Work to be completed: Locate the line containing "indicate the frosted" in the material below; repeat it and every line after it, exactly as written.

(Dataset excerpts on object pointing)
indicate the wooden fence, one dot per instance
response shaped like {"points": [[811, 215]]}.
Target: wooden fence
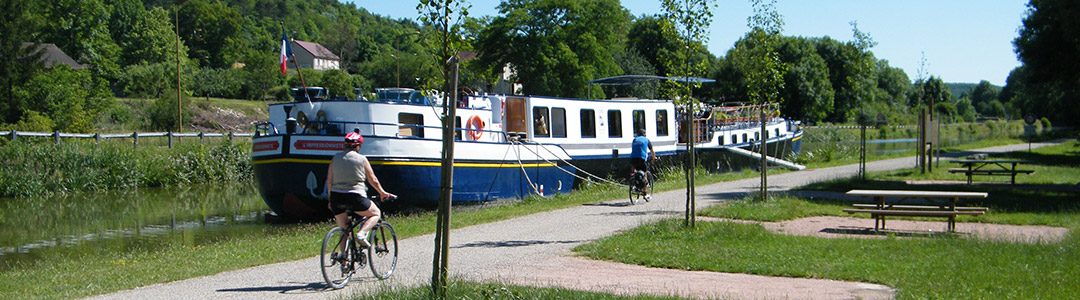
{"points": [[14, 135]]}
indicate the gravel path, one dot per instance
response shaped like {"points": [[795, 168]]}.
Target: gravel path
{"points": [[535, 249]]}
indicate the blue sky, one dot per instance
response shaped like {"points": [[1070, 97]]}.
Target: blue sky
{"points": [[962, 40]]}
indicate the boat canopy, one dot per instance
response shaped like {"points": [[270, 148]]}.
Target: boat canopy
{"points": [[635, 79]]}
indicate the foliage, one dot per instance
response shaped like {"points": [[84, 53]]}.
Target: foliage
{"points": [[71, 98], [1045, 84], [45, 168], [555, 46]]}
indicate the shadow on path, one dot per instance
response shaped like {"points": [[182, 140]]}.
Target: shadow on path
{"points": [[502, 244], [296, 288]]}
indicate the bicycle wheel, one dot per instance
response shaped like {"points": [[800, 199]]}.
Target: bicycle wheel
{"points": [[382, 255], [337, 266]]}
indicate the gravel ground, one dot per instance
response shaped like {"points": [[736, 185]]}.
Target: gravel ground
{"points": [[536, 250]]}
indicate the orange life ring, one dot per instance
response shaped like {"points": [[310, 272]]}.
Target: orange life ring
{"points": [[475, 127]]}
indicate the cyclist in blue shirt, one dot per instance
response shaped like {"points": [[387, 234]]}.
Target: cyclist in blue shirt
{"points": [[638, 155]]}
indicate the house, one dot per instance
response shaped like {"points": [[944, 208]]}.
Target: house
{"points": [[314, 56], [51, 55]]}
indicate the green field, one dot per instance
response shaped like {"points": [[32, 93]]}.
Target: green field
{"points": [[941, 267]]}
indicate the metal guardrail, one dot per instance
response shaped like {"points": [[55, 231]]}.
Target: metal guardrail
{"points": [[14, 135]]}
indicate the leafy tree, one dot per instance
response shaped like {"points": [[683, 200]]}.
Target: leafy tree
{"points": [[19, 63], [555, 46], [807, 92], [1047, 46]]}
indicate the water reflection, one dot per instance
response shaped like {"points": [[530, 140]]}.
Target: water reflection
{"points": [[37, 223]]}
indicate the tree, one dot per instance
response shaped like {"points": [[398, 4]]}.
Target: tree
{"points": [[807, 92], [555, 46], [21, 62], [1047, 46]]}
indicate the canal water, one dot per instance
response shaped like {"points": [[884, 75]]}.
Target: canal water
{"points": [[31, 228]]}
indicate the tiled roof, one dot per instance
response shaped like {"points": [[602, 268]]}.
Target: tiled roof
{"points": [[51, 55], [316, 50]]}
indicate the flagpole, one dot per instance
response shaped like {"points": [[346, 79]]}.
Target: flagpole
{"points": [[297, 66]]}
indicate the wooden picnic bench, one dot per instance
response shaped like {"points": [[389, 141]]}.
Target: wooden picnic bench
{"points": [[989, 167], [879, 209]]}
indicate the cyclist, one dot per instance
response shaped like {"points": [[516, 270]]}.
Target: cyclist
{"points": [[346, 177], [638, 155]]}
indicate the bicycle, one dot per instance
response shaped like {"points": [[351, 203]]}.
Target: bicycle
{"points": [[639, 181], [381, 257]]}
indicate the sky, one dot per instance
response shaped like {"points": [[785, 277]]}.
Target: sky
{"points": [[959, 40]]}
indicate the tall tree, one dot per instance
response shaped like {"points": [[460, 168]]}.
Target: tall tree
{"points": [[555, 46], [1048, 45], [689, 21]]}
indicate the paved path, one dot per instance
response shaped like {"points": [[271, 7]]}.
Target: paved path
{"points": [[535, 249]]}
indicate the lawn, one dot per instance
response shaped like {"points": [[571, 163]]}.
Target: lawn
{"points": [[942, 267]]}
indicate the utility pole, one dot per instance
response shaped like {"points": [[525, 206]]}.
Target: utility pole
{"points": [[179, 108]]}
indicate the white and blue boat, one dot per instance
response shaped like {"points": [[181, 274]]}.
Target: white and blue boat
{"points": [[505, 147]]}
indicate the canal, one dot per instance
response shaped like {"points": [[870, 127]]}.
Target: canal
{"points": [[121, 221]]}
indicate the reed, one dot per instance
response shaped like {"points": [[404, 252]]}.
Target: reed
{"points": [[42, 168]]}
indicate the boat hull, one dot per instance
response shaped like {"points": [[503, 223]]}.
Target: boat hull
{"points": [[293, 187]]}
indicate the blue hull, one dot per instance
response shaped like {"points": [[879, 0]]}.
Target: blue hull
{"points": [[292, 187]]}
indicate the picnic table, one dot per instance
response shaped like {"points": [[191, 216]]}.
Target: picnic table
{"points": [[880, 208], [989, 167]]}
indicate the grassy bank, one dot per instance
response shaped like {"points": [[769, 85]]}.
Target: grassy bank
{"points": [[944, 267], [41, 168], [242, 245], [491, 290], [918, 268]]}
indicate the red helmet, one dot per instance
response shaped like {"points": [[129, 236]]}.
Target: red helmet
{"points": [[353, 138]]}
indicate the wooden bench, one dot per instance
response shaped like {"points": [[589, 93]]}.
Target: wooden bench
{"points": [[878, 214], [880, 209], [922, 207]]}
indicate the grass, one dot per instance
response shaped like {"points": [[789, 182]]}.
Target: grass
{"points": [[939, 268], [151, 261], [491, 290], [943, 267]]}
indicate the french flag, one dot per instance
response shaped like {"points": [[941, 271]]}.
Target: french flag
{"points": [[286, 51]]}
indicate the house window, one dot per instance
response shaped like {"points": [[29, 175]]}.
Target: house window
{"points": [[588, 123], [557, 122], [540, 127], [638, 121], [615, 123], [410, 124], [662, 123]]}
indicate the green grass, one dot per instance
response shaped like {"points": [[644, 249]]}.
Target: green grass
{"points": [[941, 268], [151, 261], [490, 290]]}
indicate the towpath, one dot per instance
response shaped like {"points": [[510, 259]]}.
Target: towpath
{"points": [[536, 250]]}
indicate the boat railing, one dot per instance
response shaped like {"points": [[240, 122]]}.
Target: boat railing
{"points": [[380, 130]]}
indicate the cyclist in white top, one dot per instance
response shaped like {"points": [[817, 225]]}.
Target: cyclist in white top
{"points": [[346, 177]]}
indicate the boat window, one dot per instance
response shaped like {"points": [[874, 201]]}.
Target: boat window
{"points": [[615, 123], [540, 118], [412, 124], [638, 120], [588, 123], [662, 123], [557, 122]]}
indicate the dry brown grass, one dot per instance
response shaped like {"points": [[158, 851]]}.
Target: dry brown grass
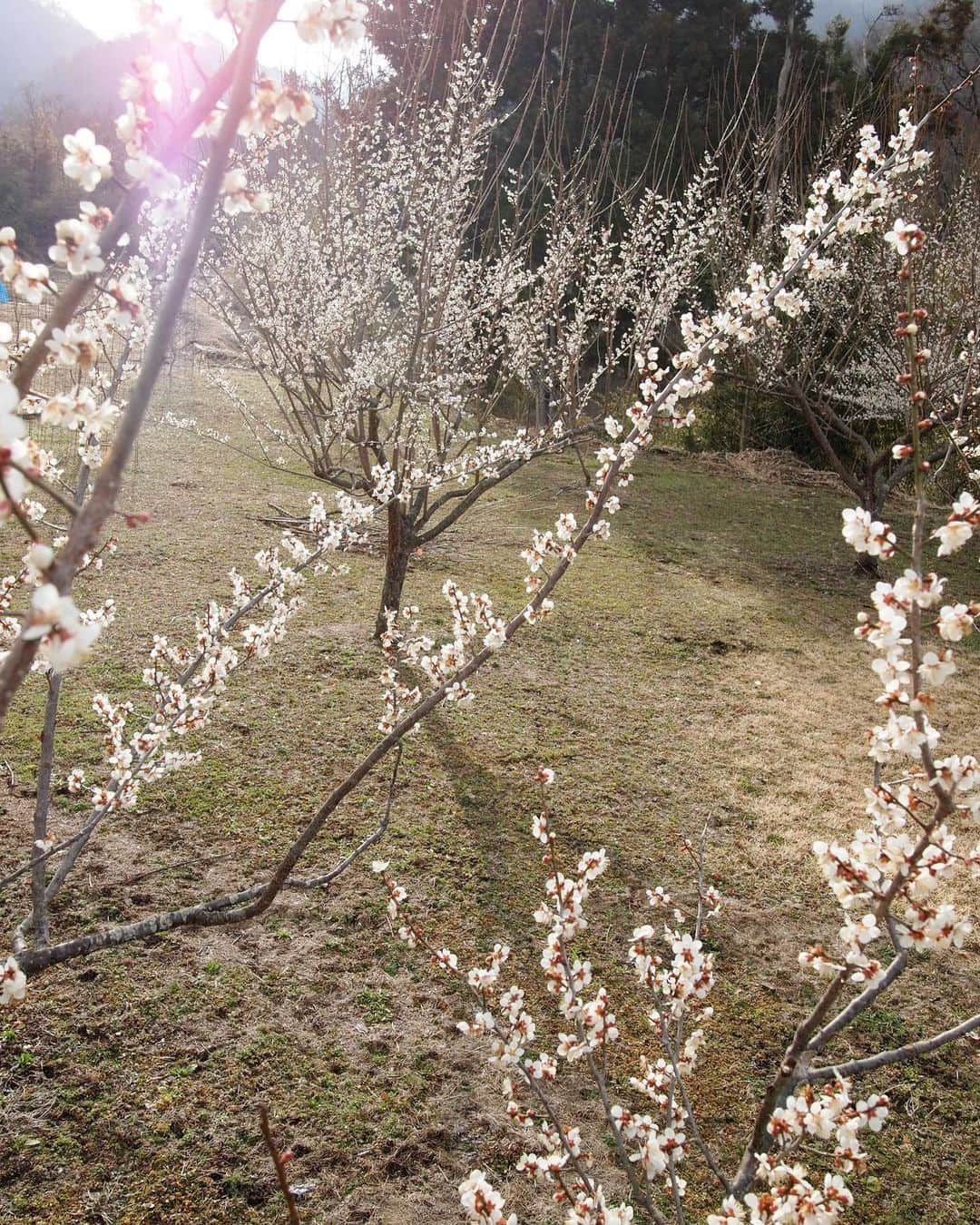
{"points": [[700, 664]]}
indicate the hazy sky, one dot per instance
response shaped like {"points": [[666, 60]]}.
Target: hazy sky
{"points": [[280, 46]]}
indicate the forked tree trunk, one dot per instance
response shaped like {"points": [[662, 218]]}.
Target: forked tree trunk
{"points": [[399, 545]]}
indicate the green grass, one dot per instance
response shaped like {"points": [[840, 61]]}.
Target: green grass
{"points": [[700, 664]]}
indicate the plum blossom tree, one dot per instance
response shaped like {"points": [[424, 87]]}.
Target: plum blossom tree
{"points": [[87, 247], [410, 286], [185, 680], [892, 882], [836, 363], [886, 881]]}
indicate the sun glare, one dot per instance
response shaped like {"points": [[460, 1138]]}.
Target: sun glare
{"points": [[116, 18]]}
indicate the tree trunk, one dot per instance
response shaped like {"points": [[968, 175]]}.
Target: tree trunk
{"points": [[401, 543]]}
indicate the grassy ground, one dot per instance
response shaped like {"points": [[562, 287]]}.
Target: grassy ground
{"points": [[701, 664]]}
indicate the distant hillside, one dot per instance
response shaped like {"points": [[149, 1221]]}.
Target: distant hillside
{"points": [[859, 13], [52, 35], [75, 65]]}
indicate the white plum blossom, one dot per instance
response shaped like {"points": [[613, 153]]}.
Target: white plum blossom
{"points": [[338, 21], [87, 162]]}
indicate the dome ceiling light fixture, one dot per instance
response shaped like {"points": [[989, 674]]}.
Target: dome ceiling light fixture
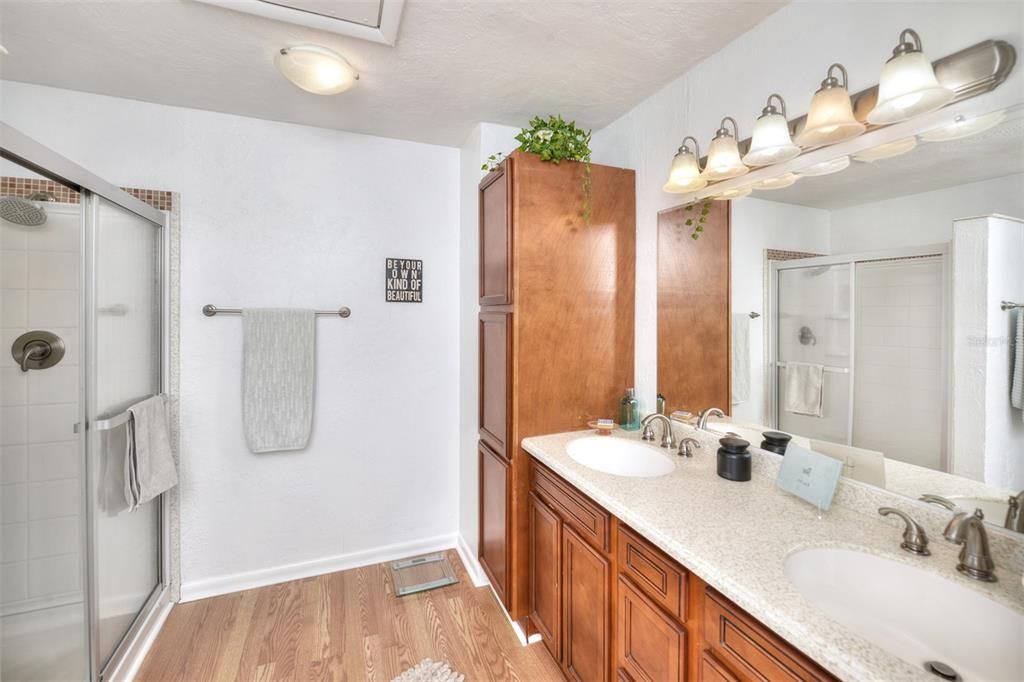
{"points": [[315, 69], [907, 86], [685, 174]]}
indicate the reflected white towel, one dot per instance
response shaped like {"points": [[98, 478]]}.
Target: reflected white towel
{"points": [[150, 466], [1017, 385], [279, 376], [803, 388], [740, 357]]}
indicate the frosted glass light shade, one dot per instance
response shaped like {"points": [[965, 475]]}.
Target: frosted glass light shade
{"points": [[825, 167], [771, 142], [738, 193], [777, 182], [907, 87], [887, 151], [964, 127], [829, 119], [315, 69], [723, 160], [685, 173]]}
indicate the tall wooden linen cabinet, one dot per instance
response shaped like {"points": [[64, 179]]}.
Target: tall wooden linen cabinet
{"points": [[555, 329]]}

Exercise answer:
indicate the frosted glass light shade, one dot per instance
response shaped like {"points": [[965, 475]]}.
Target: frosted glass light shade
{"points": [[825, 167], [771, 142], [738, 193], [777, 182], [907, 87], [887, 151], [964, 127], [829, 119], [315, 69], [723, 160], [685, 173]]}
indicate the tall wooden linen cabinet, one dot per instance
response shaped like {"points": [[64, 179]]}.
Target: tall wooden linen cabinet
{"points": [[555, 329]]}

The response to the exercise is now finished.